Challenge:
Which of the lines below contain the string "post" with the same letter case? Show each of those lines in full.

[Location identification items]
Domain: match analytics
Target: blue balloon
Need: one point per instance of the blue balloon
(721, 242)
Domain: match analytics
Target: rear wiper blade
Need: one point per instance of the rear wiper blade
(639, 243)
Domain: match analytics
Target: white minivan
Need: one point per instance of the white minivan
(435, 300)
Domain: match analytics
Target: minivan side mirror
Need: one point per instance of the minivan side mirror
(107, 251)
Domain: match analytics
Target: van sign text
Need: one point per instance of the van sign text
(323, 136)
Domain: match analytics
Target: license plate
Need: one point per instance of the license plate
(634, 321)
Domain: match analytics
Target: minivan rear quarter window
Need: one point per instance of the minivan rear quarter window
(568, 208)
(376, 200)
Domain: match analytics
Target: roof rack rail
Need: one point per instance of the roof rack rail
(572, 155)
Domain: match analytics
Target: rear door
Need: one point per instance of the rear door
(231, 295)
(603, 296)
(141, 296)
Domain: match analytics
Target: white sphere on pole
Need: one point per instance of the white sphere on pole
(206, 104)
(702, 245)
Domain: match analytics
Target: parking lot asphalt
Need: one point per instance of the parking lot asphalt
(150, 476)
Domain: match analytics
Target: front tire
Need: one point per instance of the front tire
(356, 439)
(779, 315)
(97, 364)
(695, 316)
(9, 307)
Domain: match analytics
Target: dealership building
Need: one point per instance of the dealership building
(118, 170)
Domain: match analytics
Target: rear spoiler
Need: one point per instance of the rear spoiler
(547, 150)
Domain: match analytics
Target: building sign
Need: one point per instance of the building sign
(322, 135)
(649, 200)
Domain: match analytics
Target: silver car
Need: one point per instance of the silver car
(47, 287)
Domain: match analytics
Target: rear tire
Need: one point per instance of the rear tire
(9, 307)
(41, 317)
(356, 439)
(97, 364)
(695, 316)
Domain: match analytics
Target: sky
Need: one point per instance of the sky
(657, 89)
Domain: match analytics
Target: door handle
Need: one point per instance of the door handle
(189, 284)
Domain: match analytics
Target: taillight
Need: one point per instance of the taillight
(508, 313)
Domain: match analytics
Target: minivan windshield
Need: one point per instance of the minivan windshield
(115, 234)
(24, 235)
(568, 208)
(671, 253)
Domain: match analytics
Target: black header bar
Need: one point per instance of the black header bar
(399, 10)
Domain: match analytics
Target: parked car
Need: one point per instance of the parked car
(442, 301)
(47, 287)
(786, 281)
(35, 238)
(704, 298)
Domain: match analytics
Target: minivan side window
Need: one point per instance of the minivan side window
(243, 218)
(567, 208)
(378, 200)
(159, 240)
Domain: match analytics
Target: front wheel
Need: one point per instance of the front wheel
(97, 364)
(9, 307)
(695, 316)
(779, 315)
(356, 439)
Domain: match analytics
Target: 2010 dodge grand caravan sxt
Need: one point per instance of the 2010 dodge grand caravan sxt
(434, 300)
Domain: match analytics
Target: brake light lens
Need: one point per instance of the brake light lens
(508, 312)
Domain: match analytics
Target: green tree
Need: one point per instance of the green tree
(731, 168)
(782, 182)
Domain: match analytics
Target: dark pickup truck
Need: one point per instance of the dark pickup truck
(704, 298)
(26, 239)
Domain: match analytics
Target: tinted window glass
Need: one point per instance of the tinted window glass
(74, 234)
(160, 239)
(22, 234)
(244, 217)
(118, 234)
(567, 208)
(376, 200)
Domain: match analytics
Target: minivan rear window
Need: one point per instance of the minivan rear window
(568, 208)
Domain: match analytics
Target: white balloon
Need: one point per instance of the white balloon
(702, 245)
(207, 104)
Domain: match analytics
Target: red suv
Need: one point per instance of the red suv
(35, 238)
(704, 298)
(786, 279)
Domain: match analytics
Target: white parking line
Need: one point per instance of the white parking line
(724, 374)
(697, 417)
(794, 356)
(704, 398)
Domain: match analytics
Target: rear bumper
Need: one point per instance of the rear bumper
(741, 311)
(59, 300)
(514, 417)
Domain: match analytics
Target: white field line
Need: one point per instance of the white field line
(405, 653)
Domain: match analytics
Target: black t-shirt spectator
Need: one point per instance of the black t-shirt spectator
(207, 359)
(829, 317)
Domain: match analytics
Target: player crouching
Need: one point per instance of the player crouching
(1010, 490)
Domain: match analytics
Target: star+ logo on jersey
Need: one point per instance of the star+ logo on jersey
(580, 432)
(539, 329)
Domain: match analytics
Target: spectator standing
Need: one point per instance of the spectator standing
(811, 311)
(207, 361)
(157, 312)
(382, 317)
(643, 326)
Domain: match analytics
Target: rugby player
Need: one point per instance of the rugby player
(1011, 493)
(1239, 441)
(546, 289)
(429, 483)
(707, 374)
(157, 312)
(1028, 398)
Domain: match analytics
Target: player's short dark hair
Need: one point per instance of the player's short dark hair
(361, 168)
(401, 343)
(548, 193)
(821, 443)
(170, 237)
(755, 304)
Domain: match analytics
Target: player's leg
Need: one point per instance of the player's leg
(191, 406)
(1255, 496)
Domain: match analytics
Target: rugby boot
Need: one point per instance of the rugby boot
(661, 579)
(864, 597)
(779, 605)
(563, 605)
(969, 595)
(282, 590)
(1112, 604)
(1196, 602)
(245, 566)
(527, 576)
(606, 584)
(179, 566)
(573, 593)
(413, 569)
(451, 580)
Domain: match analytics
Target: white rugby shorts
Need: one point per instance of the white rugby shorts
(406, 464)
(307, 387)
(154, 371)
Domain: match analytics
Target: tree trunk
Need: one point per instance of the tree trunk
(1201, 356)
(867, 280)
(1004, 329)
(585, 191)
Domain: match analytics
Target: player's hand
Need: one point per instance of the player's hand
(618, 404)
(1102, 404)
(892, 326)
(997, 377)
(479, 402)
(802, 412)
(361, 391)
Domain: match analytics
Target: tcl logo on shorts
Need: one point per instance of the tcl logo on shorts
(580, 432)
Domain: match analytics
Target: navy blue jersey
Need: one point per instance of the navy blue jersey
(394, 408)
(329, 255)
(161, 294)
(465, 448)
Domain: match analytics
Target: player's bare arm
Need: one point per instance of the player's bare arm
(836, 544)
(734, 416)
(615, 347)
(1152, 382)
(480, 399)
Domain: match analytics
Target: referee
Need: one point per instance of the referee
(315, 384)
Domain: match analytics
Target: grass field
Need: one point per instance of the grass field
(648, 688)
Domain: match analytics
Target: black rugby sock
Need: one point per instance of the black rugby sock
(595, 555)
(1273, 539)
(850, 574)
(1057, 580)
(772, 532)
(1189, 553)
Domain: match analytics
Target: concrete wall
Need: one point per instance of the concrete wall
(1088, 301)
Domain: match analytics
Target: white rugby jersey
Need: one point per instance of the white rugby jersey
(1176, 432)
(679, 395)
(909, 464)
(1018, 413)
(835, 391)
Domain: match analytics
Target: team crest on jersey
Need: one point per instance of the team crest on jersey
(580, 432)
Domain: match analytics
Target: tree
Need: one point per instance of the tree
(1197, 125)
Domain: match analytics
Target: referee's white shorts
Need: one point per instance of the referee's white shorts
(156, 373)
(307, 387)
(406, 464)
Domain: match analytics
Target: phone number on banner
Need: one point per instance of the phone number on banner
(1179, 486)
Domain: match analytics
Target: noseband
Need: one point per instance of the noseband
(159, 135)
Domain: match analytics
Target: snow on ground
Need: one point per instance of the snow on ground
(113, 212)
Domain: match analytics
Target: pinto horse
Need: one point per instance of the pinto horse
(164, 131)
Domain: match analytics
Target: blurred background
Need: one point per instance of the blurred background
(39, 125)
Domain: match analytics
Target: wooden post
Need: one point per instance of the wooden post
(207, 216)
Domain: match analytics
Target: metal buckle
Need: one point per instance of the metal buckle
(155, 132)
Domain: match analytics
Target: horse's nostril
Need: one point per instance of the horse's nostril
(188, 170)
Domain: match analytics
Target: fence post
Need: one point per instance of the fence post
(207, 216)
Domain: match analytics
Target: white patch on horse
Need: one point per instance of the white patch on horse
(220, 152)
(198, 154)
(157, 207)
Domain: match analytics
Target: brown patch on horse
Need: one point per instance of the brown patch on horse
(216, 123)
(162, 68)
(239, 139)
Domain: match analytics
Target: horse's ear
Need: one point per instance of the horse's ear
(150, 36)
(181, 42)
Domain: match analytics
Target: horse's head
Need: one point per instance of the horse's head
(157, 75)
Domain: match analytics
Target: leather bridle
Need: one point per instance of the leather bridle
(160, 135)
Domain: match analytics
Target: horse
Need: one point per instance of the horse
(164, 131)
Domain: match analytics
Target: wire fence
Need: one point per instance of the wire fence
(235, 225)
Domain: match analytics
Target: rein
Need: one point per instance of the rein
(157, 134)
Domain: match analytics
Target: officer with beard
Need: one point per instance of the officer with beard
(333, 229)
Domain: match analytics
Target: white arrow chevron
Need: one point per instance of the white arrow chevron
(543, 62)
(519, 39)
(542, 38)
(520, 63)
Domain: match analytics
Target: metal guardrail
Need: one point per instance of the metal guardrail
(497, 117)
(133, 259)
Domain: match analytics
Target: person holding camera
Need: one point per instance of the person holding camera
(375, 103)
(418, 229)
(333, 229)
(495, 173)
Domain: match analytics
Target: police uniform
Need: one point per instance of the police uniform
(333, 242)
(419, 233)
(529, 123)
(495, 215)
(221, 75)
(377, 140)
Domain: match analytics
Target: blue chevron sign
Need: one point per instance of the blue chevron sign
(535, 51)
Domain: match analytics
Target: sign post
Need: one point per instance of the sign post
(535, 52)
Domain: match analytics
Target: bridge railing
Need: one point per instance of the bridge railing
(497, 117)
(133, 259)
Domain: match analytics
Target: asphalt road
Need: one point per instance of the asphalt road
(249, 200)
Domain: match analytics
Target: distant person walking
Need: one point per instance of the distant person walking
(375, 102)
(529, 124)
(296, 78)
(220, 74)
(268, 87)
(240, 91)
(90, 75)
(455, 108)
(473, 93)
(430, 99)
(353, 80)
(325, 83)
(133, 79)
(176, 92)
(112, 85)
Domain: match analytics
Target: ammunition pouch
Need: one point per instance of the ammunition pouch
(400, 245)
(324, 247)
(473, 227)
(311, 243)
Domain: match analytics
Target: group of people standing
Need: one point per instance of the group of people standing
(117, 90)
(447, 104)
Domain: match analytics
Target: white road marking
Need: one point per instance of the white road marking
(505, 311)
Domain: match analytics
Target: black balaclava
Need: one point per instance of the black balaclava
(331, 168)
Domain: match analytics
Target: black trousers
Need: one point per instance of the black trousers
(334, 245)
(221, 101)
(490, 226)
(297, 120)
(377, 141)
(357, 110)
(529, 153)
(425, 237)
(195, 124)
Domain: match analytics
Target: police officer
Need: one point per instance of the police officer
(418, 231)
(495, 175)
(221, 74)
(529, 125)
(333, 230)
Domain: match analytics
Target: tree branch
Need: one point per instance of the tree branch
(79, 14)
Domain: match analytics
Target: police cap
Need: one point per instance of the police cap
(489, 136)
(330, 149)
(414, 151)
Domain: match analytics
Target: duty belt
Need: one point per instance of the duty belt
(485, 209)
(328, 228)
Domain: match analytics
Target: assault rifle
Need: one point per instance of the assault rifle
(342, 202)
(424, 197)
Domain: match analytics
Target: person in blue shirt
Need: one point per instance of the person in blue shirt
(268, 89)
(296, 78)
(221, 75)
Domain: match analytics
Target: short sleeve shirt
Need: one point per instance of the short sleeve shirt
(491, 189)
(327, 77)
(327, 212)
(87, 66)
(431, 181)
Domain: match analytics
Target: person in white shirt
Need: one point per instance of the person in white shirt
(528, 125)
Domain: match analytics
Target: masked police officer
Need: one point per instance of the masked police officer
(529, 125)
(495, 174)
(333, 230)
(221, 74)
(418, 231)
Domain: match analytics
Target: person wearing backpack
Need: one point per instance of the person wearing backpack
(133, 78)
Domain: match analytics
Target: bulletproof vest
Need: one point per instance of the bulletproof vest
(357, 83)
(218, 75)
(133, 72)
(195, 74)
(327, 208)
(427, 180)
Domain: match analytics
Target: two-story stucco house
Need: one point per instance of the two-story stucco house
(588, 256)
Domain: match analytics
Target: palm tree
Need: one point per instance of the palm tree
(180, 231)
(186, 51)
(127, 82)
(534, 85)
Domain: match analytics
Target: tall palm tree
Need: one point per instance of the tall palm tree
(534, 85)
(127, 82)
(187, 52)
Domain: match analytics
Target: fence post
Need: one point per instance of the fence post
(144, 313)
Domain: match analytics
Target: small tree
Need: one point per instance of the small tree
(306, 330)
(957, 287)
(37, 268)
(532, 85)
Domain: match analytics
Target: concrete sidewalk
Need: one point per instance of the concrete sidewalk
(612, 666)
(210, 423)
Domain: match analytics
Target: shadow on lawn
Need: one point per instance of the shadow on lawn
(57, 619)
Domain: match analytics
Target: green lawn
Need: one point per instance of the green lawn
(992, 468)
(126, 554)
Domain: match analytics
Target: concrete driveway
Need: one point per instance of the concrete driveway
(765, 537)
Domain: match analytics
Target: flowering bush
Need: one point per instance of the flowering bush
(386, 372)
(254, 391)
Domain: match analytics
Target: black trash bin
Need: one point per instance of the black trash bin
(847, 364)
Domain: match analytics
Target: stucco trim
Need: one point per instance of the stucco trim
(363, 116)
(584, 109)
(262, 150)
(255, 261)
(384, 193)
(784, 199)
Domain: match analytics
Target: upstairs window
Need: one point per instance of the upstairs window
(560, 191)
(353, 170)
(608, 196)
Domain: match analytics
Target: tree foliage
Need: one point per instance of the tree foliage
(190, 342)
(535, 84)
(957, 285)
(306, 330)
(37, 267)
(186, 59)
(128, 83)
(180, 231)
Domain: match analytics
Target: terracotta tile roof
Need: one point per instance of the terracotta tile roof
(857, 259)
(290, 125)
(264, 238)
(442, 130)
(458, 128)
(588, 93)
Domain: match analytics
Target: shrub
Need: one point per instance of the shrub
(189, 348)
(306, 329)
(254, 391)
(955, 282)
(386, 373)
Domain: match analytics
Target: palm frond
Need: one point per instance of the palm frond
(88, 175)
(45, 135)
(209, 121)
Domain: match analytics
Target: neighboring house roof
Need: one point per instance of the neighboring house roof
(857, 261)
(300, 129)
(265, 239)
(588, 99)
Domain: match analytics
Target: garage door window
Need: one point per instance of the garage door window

Written reply:
Target: wooden post
Need: one point per instance of the wooden post
Target: fence post
Need: one point per instance of the fence post
Target: sign post
Need: one point per instance of the sign post
Target: fence post
Need: one point per instance of the fence post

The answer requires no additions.